## Information given
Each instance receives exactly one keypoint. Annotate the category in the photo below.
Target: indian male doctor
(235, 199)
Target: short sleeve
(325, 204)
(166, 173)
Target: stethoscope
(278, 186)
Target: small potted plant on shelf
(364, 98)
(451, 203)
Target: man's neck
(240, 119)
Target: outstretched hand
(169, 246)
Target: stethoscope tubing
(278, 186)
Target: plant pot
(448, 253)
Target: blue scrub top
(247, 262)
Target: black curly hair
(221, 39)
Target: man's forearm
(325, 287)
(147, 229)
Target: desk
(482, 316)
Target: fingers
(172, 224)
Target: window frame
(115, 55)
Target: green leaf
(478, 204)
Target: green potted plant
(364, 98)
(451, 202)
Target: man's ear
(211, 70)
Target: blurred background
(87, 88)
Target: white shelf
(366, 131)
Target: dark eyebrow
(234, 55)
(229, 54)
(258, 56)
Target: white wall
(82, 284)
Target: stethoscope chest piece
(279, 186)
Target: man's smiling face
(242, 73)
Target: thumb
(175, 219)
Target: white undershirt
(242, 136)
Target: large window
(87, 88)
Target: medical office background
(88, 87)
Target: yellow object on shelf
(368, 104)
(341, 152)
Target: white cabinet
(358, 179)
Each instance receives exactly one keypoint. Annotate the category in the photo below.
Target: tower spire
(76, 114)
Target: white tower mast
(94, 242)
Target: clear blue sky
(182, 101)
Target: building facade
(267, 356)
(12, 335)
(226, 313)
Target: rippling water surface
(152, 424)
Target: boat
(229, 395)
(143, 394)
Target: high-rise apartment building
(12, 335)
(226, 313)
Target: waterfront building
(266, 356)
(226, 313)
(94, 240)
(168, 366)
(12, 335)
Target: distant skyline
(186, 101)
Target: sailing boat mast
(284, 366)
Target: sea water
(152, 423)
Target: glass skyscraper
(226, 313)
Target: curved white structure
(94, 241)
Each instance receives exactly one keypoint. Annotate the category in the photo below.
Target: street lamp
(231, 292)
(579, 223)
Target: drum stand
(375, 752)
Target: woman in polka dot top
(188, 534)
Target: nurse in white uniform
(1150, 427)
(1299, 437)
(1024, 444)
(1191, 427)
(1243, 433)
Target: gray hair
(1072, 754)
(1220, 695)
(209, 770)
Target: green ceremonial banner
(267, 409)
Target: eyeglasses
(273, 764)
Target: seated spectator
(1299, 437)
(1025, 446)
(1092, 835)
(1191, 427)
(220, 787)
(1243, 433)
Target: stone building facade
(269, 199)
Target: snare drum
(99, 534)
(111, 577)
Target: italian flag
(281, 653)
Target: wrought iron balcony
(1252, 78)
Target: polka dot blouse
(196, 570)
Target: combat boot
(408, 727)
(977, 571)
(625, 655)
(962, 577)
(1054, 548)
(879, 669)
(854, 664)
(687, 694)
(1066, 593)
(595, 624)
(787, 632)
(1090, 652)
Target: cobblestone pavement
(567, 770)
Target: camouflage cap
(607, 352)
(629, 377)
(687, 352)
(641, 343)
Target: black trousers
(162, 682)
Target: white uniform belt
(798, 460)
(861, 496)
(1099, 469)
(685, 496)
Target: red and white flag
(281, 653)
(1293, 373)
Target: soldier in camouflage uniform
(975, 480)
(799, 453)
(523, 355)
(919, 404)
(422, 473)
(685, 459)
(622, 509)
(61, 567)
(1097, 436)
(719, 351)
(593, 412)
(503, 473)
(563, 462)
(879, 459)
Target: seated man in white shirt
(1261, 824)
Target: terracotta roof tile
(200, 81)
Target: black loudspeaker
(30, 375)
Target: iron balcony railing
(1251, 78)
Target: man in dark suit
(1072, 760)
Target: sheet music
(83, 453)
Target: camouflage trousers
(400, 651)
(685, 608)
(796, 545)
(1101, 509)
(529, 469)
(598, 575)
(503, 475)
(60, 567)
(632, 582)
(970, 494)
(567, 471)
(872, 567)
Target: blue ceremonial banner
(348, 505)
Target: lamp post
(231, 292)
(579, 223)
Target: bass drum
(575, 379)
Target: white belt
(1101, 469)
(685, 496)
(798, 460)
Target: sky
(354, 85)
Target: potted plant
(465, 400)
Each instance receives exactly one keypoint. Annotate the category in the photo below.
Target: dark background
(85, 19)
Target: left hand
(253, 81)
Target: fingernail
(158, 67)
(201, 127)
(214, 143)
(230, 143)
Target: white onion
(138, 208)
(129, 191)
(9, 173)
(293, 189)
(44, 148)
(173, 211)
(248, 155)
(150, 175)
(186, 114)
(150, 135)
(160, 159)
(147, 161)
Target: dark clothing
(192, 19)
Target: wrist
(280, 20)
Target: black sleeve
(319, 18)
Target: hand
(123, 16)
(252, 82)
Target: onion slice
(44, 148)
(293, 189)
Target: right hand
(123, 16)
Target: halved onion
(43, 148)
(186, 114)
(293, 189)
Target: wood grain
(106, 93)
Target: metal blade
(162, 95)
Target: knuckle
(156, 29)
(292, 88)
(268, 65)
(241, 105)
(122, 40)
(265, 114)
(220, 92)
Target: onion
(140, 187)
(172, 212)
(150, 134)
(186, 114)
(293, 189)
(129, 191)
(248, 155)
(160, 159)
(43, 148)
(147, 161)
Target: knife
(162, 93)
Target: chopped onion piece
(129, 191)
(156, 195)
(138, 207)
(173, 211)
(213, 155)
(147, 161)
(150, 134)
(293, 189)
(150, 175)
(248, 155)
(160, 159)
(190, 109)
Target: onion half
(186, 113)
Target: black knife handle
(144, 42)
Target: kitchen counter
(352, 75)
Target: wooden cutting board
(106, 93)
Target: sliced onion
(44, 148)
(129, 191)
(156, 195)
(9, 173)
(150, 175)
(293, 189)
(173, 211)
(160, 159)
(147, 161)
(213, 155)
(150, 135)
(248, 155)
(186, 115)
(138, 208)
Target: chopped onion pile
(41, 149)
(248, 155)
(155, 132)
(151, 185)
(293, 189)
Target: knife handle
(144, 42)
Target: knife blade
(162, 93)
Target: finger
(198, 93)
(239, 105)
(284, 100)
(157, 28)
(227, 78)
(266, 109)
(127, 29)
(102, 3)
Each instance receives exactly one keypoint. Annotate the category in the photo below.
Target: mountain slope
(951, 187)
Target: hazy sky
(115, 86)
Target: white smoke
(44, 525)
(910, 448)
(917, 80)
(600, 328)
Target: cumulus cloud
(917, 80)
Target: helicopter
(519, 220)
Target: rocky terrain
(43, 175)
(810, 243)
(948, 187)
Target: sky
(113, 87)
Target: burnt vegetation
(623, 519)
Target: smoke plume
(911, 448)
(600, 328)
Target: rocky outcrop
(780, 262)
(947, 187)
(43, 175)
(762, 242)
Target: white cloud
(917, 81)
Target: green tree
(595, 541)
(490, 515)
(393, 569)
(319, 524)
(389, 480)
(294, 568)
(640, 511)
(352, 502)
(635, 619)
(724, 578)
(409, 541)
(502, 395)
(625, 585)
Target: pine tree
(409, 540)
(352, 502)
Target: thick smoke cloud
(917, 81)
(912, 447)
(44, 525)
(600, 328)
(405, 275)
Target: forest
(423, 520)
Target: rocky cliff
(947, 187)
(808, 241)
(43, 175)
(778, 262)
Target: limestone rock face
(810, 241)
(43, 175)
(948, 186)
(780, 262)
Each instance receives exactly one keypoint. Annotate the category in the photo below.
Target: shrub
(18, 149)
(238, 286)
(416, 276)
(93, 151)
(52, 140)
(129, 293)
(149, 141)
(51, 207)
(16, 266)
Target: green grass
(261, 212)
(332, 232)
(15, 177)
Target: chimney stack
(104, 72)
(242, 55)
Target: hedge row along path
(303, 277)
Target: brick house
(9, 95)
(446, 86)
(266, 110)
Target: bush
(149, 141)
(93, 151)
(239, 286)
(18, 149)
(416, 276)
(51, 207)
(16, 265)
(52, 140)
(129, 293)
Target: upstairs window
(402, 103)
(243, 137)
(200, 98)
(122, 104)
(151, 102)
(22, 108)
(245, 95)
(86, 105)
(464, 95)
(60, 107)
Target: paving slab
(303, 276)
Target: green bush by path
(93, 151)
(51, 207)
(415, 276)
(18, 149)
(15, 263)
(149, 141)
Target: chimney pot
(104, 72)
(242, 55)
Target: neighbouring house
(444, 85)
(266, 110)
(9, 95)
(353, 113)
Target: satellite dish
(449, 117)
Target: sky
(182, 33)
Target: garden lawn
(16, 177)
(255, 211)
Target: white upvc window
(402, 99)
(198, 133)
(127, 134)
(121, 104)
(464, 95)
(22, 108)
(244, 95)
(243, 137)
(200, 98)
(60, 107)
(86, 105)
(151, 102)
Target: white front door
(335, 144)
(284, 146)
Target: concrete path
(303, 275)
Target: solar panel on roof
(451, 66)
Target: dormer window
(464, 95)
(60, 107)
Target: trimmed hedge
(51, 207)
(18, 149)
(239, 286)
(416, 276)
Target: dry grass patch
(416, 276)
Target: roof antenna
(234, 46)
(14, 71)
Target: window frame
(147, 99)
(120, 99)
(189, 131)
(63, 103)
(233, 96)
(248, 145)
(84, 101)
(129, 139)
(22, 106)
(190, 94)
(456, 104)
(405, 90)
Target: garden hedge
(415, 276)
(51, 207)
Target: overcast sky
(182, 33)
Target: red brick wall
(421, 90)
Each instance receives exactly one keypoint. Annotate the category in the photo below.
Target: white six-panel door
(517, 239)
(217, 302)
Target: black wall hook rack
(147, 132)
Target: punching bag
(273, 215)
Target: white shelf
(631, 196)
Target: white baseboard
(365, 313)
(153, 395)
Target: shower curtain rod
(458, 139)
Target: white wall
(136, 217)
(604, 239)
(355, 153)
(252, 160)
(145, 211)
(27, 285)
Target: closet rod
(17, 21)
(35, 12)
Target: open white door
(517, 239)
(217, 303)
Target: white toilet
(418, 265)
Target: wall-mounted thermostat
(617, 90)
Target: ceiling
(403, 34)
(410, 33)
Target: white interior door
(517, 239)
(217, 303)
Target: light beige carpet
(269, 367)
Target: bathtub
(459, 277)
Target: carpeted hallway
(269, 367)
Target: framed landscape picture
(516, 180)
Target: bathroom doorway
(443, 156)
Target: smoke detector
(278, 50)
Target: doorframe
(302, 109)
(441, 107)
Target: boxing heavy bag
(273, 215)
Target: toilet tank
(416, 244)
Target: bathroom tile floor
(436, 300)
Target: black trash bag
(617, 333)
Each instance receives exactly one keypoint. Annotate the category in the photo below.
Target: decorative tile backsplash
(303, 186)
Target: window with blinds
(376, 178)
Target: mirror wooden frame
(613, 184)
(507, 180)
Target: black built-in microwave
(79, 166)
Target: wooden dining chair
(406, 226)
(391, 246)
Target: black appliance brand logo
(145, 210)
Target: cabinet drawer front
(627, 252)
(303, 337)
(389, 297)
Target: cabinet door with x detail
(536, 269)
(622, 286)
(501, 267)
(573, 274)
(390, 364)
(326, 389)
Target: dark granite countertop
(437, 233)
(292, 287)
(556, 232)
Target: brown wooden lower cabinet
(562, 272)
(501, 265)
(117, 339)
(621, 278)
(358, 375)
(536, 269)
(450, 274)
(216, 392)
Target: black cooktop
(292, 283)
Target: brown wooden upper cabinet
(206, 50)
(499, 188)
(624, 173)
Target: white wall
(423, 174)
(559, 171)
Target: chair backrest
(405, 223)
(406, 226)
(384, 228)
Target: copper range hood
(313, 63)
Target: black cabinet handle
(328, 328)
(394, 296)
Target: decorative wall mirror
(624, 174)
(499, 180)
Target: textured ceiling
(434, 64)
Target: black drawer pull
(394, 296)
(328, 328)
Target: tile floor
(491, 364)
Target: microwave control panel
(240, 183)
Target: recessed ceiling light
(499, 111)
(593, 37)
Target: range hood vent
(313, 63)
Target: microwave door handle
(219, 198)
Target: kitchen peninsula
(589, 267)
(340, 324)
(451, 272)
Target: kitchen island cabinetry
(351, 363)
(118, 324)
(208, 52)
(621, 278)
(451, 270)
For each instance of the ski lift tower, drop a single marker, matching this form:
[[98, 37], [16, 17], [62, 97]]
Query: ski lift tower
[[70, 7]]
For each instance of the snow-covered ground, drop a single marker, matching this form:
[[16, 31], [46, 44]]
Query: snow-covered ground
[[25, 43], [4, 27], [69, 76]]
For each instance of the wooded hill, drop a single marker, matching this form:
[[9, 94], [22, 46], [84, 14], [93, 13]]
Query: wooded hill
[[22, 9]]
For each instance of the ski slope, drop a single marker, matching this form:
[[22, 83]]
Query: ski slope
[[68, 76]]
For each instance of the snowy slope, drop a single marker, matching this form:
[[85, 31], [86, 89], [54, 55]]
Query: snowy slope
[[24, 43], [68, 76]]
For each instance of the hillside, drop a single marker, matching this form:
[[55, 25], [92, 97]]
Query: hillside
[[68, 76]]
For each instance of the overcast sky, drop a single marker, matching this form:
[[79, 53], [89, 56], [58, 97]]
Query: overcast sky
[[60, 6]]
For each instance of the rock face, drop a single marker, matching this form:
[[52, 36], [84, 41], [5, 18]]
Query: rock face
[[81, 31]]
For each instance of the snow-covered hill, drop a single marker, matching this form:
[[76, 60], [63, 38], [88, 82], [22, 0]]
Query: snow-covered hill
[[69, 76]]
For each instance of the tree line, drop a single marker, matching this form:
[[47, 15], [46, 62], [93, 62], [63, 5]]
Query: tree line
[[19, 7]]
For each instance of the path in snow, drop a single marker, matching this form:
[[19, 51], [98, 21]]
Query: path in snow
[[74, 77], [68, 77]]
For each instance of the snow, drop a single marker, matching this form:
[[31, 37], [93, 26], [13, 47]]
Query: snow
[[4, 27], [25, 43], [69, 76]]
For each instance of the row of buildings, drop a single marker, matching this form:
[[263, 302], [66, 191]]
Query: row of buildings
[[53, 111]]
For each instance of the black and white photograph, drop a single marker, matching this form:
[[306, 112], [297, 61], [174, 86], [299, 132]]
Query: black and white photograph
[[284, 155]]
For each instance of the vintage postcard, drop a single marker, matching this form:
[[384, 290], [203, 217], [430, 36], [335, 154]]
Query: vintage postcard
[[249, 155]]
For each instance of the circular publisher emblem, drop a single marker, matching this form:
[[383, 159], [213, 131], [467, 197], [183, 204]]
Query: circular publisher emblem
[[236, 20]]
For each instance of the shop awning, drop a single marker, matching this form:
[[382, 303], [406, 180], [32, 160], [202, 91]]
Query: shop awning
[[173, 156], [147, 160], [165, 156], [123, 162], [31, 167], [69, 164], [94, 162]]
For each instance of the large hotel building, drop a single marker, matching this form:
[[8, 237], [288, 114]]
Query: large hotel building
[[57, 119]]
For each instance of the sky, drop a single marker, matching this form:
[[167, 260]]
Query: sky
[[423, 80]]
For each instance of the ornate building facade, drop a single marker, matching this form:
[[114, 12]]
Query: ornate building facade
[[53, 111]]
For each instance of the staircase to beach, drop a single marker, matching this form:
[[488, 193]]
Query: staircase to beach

## What to work on
All that belongs in the answer is the run of lines above from the line containing "Query: snow-covered ground" through the line containing "[[55, 25], [92, 97]]", exactly as written.

## Response to this exercise
Query: snow-covered ground
[[25, 43], [4, 27], [69, 76]]
For each instance of the wooded hill, drop a single marker, matching this form:
[[9, 94], [22, 46], [84, 14], [93, 13]]
Query: wooded hill
[[22, 9]]
For each instance of the ski slope, drop a single marker, matching this form:
[[22, 83]]
Query: ski slope
[[68, 76]]
For each instance of the snowy slope, drop a single marker, matching this form:
[[85, 31], [86, 89], [54, 55]]
Query: snowy slope
[[24, 43], [68, 76]]
For each instance of the hillside, drop a single marker, matching this form:
[[55, 25], [92, 97]]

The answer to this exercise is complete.